= Source passage =
For all the criticism I’ve read concerning how we define and categorize games, I still our current genre definitions are useful to have. Not because they’re particularly good definitions (that’s a separate issue altogether), but because the industry has behaved as though that’s already the case. It’s that belief that an FPS or an action game has to have these specific features to qualify as such that developers have created such heavily codified bodies of work. These have proved to be important starting points for less experienced developers who not only wish to understand how these devices function, but also to tinker around with their own ideas.
What happens when you lack a clear understanding of genre? You end up with something like Xardion. Although the game knows what an action game should look like, it barely has an understanding of why they’re supposed to look like that. So it lacks the genre’s most compelling traits, leaving us with a hollow reproduction of action game tropes.
Before I go any further, though, I should clarify what I think an action game’s most compelling traits are. The best action games typically invoke some level of excitement out of whoever’s playing. They don’t aim to create a relaxing experience; if anything, they do the opposite. They challenge you; they thrill, they excite, they even stress you out a little bit. These games are so deliberately paced that you never stop to think about anything you’re doing. Your actions flow one into the other. They feel natural, as though they emerge from raw instinct. Of course, that’s never actually the case. The best games are just so carefully structured that you feel as though it is. A game like Dynamite Headdy will offer you a versatile toolset, a world with intricate paths and moving parts, and a certain rapidity demanding that you make sense of it all.
A game like Xardion, on the other hand, only offers a few of those. What it does have might appear to be enough: “guide a team of three robots across various alien worlds” sounds like it should fit with my previous description. But without a sense of urgency to hold everything together, none of that really matters. The alien worlds, far from appearing imposing, lose any sense of identity they had because there’s no pressure to move through them in a precise manner. Moreover, your actions here stop feeling natural. You’re moving through these places so slowly that the game’s underlying patterns become far easier to read. You can see the puppetmaster’s strings pulling at your limbs, dictating where you go and what you do once you get there. So it should be no surprise to hear that playing the game feels stiff, artificial, plodding, and repetitive.
That’s not to say repetition in games is inherently bad. I remember a lot of the therapeutic qualities in Holy Umbrella coming from the highly repetitive actions the game had you perform. However, I don’t see that happening with Xardion. Some of that’s because of the ludicrous extremes to which Xardion carries things, but most of the blame lies with the game’s ambiance. The only reason I was able to interpret my actions in Holy Umbrella as relaxing is because the context surrounding those actions allowed me to do so. Yet Xardion’s intense sci-fi action art style precludes any kind of relaxation.

= What needs to be done =
How would you translate this sentence from the essay on Xardion into Spanish: "The best action games typically invoke some level of excitement out of whoever’s playing."?

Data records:
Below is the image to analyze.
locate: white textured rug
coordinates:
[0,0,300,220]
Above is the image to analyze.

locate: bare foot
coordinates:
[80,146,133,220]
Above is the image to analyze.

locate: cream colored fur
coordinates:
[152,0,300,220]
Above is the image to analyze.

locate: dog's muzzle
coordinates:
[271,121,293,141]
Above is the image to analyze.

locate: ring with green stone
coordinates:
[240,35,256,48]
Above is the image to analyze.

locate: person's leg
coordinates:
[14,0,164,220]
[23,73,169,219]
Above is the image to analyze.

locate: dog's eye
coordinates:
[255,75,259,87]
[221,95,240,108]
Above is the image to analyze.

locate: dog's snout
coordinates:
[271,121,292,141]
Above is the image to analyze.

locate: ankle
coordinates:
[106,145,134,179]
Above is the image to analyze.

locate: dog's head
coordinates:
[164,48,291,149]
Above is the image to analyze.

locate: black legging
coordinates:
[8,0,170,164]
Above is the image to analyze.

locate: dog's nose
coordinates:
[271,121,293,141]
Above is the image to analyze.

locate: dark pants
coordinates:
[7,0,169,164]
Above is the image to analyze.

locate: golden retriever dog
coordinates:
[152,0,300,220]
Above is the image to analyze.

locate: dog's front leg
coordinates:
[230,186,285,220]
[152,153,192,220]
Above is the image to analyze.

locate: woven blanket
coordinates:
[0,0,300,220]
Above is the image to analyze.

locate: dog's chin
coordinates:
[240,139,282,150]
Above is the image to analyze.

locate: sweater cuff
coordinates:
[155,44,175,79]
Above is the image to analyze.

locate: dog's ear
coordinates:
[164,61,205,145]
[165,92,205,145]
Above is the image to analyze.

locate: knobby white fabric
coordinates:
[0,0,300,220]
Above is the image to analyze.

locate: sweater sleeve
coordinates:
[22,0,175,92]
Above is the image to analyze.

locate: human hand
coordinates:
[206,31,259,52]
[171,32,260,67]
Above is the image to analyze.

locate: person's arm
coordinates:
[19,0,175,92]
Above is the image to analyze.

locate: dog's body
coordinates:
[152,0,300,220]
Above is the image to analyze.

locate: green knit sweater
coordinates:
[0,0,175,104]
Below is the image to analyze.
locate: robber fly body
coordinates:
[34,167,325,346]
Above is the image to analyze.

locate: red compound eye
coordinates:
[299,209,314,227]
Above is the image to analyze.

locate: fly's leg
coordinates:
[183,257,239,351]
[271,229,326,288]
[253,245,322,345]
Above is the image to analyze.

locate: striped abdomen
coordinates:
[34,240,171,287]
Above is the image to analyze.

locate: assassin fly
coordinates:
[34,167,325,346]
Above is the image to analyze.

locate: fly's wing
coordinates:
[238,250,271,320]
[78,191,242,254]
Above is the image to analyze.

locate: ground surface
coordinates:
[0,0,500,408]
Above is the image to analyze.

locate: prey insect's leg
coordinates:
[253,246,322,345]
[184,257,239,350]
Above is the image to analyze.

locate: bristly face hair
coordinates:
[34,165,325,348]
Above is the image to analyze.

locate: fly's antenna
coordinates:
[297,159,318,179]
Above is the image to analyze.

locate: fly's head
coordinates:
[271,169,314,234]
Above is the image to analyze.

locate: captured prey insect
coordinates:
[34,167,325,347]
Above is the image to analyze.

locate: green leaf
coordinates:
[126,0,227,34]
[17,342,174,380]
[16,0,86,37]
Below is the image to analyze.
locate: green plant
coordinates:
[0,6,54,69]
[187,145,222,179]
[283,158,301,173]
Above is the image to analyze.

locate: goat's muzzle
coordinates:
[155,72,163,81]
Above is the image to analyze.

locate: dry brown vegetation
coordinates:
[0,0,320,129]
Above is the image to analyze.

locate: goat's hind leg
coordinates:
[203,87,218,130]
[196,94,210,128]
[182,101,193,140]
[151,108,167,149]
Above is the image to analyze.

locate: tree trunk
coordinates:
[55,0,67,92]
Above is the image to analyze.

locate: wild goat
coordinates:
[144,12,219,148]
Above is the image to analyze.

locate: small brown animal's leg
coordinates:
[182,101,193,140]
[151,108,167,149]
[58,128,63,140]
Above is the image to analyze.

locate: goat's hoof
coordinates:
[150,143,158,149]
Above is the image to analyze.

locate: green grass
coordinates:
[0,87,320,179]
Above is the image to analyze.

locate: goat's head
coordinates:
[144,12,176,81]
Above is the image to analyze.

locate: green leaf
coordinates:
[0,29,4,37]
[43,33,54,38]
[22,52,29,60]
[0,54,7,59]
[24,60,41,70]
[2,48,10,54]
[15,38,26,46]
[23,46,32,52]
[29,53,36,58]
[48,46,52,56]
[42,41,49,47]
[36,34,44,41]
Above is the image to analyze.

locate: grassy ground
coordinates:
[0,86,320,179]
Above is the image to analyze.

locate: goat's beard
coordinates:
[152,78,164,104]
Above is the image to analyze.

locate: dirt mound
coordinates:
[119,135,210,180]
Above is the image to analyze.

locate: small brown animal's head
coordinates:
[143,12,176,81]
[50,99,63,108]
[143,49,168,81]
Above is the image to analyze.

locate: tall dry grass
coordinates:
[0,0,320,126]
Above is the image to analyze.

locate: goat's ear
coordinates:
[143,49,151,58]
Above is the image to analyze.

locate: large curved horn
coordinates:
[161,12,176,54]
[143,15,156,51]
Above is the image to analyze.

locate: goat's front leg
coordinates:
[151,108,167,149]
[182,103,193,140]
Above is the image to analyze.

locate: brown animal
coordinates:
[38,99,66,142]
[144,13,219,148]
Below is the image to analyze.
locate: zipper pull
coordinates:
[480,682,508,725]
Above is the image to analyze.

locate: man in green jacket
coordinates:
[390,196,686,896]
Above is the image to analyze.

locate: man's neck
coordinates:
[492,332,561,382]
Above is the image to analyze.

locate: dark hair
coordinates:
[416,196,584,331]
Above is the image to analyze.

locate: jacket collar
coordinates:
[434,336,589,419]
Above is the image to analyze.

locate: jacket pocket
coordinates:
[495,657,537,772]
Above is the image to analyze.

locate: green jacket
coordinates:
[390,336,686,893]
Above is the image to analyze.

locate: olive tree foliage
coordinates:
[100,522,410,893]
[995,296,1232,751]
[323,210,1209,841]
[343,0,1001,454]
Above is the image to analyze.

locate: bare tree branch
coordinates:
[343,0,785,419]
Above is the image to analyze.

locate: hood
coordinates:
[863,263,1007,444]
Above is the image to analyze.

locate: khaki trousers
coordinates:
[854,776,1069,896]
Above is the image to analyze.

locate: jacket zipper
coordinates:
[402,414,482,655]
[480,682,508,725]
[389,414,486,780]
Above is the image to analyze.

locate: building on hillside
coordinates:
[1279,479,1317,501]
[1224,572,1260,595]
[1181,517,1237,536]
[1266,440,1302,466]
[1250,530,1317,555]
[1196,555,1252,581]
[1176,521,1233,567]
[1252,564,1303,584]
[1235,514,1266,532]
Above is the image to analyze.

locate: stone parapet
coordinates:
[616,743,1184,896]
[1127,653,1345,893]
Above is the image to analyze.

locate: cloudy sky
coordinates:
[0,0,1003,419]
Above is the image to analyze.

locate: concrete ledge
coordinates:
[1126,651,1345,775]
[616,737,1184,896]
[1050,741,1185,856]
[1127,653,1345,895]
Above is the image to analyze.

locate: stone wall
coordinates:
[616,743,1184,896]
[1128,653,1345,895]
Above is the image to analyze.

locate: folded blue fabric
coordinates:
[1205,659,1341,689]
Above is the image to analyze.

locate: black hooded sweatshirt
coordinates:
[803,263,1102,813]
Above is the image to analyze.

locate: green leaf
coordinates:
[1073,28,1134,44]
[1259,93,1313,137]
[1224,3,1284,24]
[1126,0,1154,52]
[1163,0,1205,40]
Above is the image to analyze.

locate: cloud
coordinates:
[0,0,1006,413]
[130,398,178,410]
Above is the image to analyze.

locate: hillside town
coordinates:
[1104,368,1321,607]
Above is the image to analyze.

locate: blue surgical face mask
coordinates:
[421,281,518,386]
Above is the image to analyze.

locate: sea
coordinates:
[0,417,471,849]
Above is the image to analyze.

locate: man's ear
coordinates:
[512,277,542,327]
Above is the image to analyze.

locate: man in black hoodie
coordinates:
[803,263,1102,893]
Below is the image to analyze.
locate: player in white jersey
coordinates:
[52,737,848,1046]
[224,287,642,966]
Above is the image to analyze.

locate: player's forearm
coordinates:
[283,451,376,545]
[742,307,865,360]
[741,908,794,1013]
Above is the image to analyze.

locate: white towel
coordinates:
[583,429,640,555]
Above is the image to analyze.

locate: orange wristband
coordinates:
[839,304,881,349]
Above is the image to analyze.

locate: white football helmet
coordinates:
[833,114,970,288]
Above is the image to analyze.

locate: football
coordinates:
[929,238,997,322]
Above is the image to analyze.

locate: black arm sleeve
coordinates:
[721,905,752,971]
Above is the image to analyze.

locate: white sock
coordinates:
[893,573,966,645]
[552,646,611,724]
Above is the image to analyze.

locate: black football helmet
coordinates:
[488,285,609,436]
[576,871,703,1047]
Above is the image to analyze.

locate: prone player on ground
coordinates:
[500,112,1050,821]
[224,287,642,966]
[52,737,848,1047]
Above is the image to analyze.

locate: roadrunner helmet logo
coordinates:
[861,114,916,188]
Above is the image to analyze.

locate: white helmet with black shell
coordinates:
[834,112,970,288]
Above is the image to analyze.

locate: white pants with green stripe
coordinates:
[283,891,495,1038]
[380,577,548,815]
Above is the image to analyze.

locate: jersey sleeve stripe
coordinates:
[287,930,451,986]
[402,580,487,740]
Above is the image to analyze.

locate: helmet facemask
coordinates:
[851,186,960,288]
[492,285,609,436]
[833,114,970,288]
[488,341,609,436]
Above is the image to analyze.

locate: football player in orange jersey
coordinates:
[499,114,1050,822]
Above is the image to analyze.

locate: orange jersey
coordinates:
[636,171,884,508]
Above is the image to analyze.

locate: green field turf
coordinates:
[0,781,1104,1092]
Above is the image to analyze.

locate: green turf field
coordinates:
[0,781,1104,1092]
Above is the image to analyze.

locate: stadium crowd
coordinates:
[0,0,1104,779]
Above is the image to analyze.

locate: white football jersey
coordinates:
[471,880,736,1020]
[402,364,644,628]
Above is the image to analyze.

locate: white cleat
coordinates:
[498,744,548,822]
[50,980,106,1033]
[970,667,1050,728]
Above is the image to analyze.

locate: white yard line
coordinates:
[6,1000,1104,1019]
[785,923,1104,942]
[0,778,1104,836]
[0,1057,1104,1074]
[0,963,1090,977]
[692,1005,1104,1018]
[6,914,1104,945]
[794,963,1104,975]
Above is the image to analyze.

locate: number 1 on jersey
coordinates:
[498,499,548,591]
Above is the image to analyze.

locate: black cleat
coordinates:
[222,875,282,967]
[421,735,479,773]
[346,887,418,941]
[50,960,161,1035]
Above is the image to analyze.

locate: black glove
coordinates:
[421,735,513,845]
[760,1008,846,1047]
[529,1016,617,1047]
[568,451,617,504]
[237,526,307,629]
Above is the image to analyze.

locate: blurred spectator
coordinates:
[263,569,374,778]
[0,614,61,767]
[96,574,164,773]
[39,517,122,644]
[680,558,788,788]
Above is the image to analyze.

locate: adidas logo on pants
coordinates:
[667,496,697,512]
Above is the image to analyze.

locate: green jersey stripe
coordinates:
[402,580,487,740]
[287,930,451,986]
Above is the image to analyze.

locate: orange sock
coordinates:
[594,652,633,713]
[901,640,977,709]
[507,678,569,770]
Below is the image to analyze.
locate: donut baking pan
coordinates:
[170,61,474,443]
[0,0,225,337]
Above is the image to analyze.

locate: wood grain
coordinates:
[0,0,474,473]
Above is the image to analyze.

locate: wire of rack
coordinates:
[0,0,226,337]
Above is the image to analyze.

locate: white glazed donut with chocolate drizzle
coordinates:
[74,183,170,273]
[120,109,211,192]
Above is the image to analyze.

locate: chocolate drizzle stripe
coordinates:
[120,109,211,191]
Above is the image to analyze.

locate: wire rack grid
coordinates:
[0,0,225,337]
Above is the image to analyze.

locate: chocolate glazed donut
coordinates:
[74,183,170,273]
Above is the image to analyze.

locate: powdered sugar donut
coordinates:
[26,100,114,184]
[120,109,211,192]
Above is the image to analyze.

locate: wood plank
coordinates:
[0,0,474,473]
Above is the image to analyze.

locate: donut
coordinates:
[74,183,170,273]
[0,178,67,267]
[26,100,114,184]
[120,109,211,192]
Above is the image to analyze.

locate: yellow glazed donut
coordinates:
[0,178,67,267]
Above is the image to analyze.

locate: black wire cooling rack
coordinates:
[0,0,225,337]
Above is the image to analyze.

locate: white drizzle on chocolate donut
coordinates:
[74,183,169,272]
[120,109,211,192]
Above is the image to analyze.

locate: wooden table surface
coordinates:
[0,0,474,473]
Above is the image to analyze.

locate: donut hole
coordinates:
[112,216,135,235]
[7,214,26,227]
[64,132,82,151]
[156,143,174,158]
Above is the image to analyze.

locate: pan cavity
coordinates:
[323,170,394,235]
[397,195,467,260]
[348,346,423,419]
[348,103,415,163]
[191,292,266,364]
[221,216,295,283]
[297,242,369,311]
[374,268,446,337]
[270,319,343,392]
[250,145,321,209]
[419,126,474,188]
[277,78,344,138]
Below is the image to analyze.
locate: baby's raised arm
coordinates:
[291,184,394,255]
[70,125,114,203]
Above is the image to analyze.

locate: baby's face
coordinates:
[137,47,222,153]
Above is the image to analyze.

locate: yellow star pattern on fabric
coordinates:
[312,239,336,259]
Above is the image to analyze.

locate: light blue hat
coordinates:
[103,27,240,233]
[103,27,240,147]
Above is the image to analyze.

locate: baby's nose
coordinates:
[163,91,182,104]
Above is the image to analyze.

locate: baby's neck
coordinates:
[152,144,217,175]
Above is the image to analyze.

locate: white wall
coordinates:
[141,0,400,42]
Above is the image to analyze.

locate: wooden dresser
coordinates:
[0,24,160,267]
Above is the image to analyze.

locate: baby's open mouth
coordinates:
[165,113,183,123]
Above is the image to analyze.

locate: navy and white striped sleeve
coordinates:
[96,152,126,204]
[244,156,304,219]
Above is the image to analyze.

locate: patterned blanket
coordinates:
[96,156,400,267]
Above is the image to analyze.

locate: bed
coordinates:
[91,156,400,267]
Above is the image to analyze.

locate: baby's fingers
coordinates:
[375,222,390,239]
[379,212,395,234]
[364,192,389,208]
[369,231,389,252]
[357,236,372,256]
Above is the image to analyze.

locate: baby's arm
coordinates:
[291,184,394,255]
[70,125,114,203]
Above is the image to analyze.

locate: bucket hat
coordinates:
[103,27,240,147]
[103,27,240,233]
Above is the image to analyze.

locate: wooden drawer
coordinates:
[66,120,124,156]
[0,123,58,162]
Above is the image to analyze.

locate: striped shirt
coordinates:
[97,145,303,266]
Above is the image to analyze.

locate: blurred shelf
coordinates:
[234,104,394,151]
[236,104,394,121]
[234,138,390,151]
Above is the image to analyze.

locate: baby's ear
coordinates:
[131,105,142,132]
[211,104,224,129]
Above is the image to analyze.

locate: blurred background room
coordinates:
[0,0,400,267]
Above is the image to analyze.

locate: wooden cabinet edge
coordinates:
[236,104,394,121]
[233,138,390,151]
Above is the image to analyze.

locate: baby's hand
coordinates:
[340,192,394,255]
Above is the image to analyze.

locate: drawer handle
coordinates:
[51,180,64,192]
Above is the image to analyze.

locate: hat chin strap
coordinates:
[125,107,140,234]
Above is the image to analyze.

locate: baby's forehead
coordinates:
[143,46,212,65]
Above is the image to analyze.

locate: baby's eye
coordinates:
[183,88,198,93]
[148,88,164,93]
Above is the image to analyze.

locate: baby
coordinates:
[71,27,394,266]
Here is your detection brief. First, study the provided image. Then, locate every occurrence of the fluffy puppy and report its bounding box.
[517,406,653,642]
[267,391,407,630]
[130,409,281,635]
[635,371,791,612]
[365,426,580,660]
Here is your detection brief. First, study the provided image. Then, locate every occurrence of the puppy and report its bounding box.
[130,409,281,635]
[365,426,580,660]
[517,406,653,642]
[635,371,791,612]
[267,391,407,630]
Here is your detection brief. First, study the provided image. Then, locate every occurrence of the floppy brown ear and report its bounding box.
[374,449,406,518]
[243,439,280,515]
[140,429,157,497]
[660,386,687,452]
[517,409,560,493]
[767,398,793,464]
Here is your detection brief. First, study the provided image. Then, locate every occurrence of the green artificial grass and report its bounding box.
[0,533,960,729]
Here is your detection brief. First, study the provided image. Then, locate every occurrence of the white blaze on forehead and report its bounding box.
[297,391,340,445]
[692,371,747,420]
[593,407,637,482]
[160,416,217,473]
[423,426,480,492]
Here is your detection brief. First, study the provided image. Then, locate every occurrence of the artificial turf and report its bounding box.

= Answer to the exercise =
Los mejores juegos de acción suelen despertar cierto nivel de emoción en quien los juega.